EXCERPTED TEXT:
The elotero said he’s grateful to be part of the mural and since it was unveiled June 24, more people have stopped by to support him. The Milwaukee Avenue Alliance started a GoFundMe for Hernandez during the pandemic and gifted him with $1400 a few months ago. But now, Hernandez needs more money to pay for a cavity filling that will cost him about $125 — money he said he doesn’t have right now. 

“The community has really helped me because with these ugly times, I’m not selling a lot. People have given me money and food but now I have no more money —  I used it [for rent and utility bills],” he said in Spanish.

He said street vendors can help boost the local economy and in turn support other businesses but only if residents do their part and remember to support them. “Everyone needs to do their part in the community to keep moving financially,” he said. “Every person has to help. Doing it alone won’t work but with everyone, yes.”

John Rennie Short, a professor in the School of Public Policy at the University of Maryland, Baltimore County, views street vending as a great way for cities to restart after COVID-19 shutdowns. In a republished guest post on Streetsblog USA, Short advocated for why street vendors belong out on the streets.

RECORDS SHOWN:

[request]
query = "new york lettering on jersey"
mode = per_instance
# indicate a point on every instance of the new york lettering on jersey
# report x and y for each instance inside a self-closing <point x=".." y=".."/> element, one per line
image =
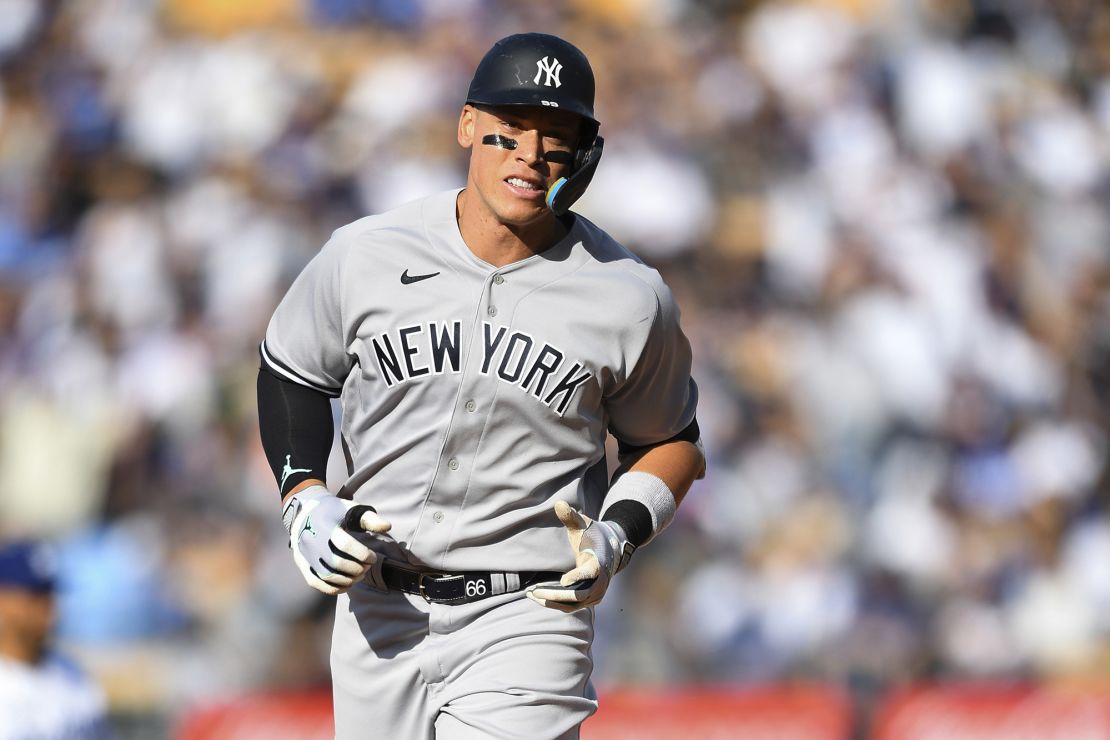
<point x="512" y="356"/>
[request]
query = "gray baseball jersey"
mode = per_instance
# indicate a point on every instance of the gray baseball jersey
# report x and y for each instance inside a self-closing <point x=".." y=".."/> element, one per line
<point x="475" y="396"/>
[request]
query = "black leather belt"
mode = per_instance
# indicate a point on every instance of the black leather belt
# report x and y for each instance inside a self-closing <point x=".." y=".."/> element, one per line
<point x="461" y="587"/>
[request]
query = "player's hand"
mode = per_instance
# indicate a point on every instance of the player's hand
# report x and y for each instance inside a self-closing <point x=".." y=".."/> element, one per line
<point x="596" y="547"/>
<point x="320" y="526"/>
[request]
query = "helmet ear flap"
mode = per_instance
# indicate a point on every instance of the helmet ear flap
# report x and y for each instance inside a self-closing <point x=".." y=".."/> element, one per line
<point x="565" y="191"/>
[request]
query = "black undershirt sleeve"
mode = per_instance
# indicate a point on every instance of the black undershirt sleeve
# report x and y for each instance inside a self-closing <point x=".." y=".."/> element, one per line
<point x="296" y="429"/>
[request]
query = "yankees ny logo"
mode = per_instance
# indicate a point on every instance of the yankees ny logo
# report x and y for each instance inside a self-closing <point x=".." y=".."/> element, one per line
<point x="288" y="470"/>
<point x="551" y="69"/>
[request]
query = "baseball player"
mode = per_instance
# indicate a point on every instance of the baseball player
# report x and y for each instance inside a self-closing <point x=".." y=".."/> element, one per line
<point x="42" y="695"/>
<point x="482" y="343"/>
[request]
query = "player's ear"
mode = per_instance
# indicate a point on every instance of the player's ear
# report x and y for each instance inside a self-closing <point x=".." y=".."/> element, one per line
<point x="466" y="123"/>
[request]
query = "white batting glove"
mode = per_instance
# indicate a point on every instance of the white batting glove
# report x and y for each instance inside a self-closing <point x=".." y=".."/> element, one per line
<point x="320" y="526"/>
<point x="597" y="547"/>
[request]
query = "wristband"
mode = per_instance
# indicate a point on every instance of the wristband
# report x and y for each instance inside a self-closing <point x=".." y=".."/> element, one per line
<point x="641" y="504"/>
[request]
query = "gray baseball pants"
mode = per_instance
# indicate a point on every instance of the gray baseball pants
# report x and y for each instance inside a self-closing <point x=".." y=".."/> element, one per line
<point x="503" y="667"/>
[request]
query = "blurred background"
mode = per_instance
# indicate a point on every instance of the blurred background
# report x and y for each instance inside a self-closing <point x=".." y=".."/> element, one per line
<point x="887" y="223"/>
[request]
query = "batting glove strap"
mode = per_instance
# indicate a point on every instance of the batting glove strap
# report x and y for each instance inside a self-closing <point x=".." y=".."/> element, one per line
<point x="320" y="528"/>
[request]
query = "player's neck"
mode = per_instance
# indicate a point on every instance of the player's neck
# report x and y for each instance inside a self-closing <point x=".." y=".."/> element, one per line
<point x="498" y="243"/>
<point x="12" y="648"/>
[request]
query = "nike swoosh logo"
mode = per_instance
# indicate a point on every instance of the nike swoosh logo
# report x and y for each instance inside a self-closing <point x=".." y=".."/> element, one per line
<point x="409" y="280"/>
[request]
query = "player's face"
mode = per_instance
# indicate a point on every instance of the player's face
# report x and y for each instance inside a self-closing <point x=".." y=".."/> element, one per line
<point x="26" y="620"/>
<point x="513" y="182"/>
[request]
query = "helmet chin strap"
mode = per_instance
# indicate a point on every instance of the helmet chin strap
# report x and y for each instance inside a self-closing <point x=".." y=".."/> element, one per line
<point x="565" y="191"/>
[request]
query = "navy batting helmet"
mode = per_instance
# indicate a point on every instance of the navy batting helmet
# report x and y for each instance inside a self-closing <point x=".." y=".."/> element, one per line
<point x="543" y="70"/>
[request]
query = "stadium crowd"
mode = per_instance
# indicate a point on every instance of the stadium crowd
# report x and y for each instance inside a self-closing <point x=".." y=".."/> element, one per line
<point x="887" y="223"/>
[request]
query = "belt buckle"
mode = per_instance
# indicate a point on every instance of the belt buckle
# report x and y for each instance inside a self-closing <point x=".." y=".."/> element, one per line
<point x="420" y="584"/>
<point x="420" y="587"/>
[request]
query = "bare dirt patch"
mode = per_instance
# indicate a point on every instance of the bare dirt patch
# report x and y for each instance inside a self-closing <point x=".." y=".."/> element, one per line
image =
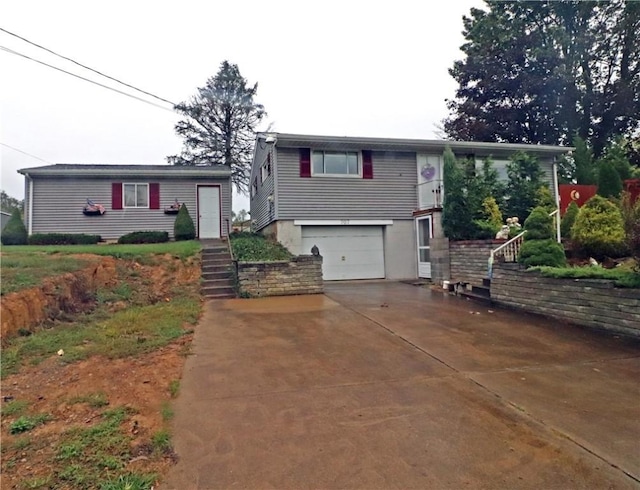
<point x="63" y="392"/>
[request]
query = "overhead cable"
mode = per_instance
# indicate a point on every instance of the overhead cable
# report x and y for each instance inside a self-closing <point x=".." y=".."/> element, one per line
<point x="3" y="48"/>
<point x="25" y="153"/>
<point x="86" y="67"/>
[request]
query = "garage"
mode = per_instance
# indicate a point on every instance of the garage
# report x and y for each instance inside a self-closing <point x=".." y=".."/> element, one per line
<point x="348" y="252"/>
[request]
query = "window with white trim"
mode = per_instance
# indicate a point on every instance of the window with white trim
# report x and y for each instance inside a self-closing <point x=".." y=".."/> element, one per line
<point x="136" y="195"/>
<point x="338" y="163"/>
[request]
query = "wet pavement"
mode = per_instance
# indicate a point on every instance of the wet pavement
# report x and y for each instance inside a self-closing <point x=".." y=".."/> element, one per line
<point x="383" y="385"/>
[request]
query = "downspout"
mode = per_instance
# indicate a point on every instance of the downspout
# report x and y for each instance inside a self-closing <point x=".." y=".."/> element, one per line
<point x="557" y="196"/>
<point x="30" y="210"/>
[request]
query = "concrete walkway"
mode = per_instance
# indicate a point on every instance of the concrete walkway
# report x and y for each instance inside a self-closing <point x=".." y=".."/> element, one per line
<point x="390" y="386"/>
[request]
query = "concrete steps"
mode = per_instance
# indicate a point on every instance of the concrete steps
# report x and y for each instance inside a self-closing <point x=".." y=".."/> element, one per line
<point x="217" y="271"/>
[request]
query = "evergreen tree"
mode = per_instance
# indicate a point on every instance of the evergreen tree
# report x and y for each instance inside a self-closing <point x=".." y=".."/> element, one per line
<point x="568" y="220"/>
<point x="539" y="72"/>
<point x="220" y="125"/>
<point x="525" y="180"/>
<point x="609" y="182"/>
<point x="456" y="220"/>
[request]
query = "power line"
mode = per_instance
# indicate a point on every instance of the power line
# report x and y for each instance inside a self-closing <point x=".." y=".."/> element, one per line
<point x="86" y="67"/>
<point x="83" y="78"/>
<point x="25" y="153"/>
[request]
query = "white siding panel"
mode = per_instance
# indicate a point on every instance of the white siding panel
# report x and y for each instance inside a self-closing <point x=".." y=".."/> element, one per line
<point x="391" y="194"/>
<point x="348" y="252"/>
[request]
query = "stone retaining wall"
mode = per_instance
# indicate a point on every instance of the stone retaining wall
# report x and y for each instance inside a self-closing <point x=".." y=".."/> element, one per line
<point x="589" y="302"/>
<point x="469" y="259"/>
<point x="300" y="275"/>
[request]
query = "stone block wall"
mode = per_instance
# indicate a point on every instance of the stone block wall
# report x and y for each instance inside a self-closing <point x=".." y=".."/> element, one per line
<point x="469" y="259"/>
<point x="300" y="275"/>
<point x="588" y="302"/>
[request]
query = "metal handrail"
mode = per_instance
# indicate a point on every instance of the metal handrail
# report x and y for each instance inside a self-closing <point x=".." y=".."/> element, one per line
<point x="513" y="240"/>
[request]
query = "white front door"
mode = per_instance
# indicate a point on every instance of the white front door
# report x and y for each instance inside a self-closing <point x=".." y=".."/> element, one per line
<point x="348" y="252"/>
<point x="208" y="212"/>
<point x="423" y="229"/>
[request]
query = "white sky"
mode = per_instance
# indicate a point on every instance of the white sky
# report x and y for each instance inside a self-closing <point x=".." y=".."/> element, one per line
<point x="344" y="68"/>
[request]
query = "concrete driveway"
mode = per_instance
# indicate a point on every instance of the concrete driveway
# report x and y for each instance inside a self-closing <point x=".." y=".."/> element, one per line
<point x="389" y="386"/>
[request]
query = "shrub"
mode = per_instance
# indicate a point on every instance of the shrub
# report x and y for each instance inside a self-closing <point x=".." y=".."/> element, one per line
<point x="63" y="239"/>
<point x="545" y="199"/>
<point x="536" y="253"/>
<point x="539" y="225"/>
<point x="569" y="219"/>
<point x="14" y="233"/>
<point x="599" y="229"/>
<point x="252" y="247"/>
<point x="540" y="247"/>
<point x="631" y="220"/>
<point x="144" y="237"/>
<point x="183" y="228"/>
<point x="525" y="180"/>
<point x="609" y="181"/>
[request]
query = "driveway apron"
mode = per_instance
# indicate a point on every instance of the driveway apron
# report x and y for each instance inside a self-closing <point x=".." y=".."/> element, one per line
<point x="384" y="385"/>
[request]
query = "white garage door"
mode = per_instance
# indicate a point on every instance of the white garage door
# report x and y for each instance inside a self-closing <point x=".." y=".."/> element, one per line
<point x="348" y="252"/>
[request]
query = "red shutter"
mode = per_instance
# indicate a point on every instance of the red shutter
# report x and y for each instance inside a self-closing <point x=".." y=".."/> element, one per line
<point x="367" y="165"/>
<point x="154" y="196"/>
<point x="305" y="162"/>
<point x="116" y="195"/>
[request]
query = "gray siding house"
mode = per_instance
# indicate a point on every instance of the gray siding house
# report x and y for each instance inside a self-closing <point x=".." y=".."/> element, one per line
<point x="371" y="205"/>
<point x="130" y="198"/>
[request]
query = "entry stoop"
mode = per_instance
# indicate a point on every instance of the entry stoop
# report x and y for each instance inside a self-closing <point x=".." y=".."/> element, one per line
<point x="217" y="270"/>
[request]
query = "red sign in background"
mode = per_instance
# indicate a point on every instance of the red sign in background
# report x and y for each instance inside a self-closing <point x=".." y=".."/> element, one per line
<point x="575" y="193"/>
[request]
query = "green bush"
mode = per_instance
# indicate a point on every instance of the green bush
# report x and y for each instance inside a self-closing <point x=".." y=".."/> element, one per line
<point x="145" y="237"/>
<point x="569" y="219"/>
<point x="63" y="239"/>
<point x="539" y="225"/>
<point x="14" y="233"/>
<point x="183" y="228"/>
<point x="252" y="247"/>
<point x="542" y="252"/>
<point x="599" y="230"/>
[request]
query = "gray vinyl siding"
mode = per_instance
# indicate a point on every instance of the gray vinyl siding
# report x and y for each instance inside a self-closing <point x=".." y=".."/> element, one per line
<point x="391" y="194"/>
<point x="261" y="210"/>
<point x="58" y="204"/>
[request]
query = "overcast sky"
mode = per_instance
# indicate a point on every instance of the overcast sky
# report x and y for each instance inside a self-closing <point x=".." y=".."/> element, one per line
<point x="345" y="68"/>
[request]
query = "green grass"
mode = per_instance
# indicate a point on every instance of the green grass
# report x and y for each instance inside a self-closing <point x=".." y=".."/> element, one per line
<point x="28" y="422"/>
<point x="14" y="407"/>
<point x="252" y="247"/>
<point x="183" y="249"/>
<point x="128" y="332"/>
<point x="622" y="277"/>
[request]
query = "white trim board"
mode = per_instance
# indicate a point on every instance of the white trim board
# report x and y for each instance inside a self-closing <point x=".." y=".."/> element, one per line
<point x="342" y="222"/>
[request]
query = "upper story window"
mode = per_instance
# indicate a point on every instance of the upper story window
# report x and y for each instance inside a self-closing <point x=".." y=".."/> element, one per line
<point x="342" y="163"/>
<point x="265" y="169"/>
<point x="136" y="195"/>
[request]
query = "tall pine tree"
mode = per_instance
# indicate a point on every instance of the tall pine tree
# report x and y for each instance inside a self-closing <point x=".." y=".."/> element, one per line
<point x="220" y="125"/>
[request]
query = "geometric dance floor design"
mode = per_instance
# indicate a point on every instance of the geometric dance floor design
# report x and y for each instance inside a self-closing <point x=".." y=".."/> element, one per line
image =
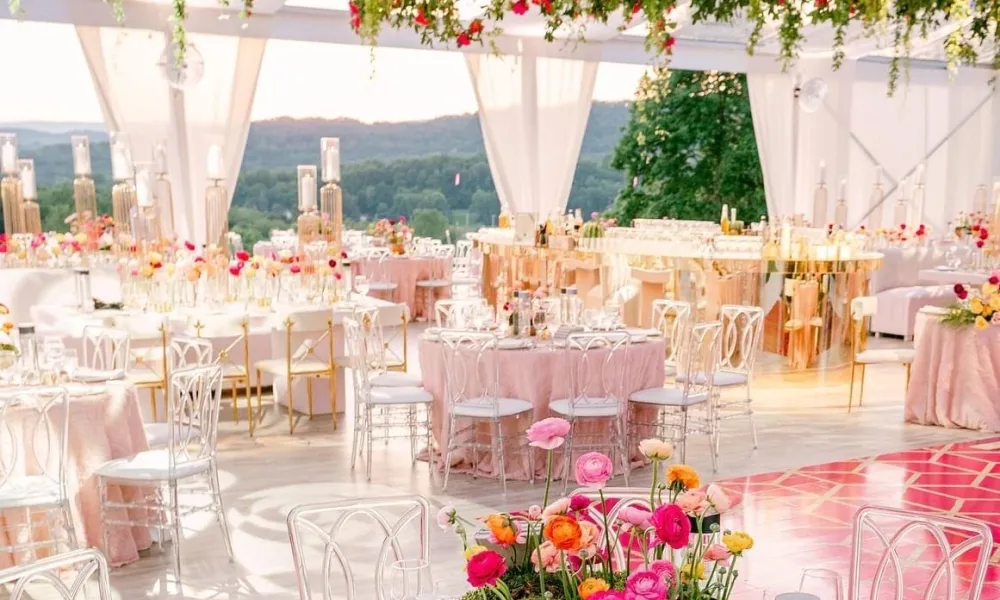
<point x="803" y="518"/>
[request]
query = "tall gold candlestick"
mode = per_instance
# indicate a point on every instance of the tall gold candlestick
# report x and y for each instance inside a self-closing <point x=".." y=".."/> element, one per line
<point x="216" y="214"/>
<point x="332" y="212"/>
<point x="84" y="200"/>
<point x="123" y="202"/>
<point x="13" y="204"/>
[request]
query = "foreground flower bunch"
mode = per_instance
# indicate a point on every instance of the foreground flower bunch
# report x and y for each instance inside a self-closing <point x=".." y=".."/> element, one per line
<point x="979" y="307"/>
<point x="667" y="546"/>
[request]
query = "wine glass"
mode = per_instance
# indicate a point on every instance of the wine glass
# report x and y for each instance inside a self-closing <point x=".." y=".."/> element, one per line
<point x="361" y="285"/>
<point x="411" y="580"/>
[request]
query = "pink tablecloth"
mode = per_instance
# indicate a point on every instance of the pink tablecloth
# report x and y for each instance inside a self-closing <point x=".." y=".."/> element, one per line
<point x="405" y="272"/>
<point x="539" y="375"/>
<point x="103" y="426"/>
<point x="955" y="380"/>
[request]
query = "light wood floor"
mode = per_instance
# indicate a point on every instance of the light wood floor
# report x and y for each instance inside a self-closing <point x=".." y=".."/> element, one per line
<point x="801" y="421"/>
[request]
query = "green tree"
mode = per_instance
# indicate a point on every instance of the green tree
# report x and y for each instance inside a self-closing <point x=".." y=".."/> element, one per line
<point x="689" y="148"/>
<point x="429" y="222"/>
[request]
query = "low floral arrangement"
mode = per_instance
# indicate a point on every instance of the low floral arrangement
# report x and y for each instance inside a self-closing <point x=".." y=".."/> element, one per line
<point x="667" y="545"/>
<point x="979" y="307"/>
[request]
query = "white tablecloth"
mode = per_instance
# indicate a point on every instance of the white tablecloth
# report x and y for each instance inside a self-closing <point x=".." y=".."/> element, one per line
<point x="267" y="340"/>
<point x="945" y="277"/>
<point x="20" y="289"/>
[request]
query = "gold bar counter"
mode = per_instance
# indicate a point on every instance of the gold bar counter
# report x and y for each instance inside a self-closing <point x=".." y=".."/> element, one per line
<point x="807" y="303"/>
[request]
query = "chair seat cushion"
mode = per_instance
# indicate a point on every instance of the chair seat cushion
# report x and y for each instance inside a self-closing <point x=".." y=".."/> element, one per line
<point x="396" y="379"/>
<point x="721" y="379"/>
<point x="400" y="395"/>
<point x="886" y="355"/>
<point x="31" y="490"/>
<point x="279" y="366"/>
<point x="594" y="407"/>
<point x="158" y="434"/>
<point x="481" y="408"/>
<point x="667" y="397"/>
<point x="150" y="465"/>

TASK ITEM:
Extend the article above about the street vendor Hernandez and the mural, beginning right after its final sentence on John Rennie Short's guest post.

RESPONSE:
“[Street vending] enlivens urban public spaces and increases public safety by making streets vibrant and welcoming,” Short wrote. “Promoting street vending can generate employment, keep people safe and create the vitality and comity that is the hallmark of livable humane cities.”

Short argues that street vending allows for easier social distance than shopping malls and indoor dining areas and are already in line with cities reconfiguring and reimagining public spaces through steps such as widening sidewalks, creating Slow Streets and cafe-only streets.

Local youth justice organization Increase the Peace is providing $500 grants to street vendors during the pandemic and is asking the public to donate to the cause. Hernandez applied for the second wave of grants, which should be delivered sometime in August, per the Increase the Peace’s Facebook page. Vendors can apply for the grant here

“Street vendors have been some of the people most impacted by this pandemic. Most of them did not receive a stimulus check, don’t qualify for business relief, and have lost most of their revenue with the Stay at Home Order,” the organization wrote. “It’s more important than ever that we support the essential workers that are the cornerstone of our neighborhoods’ cultural heritage.”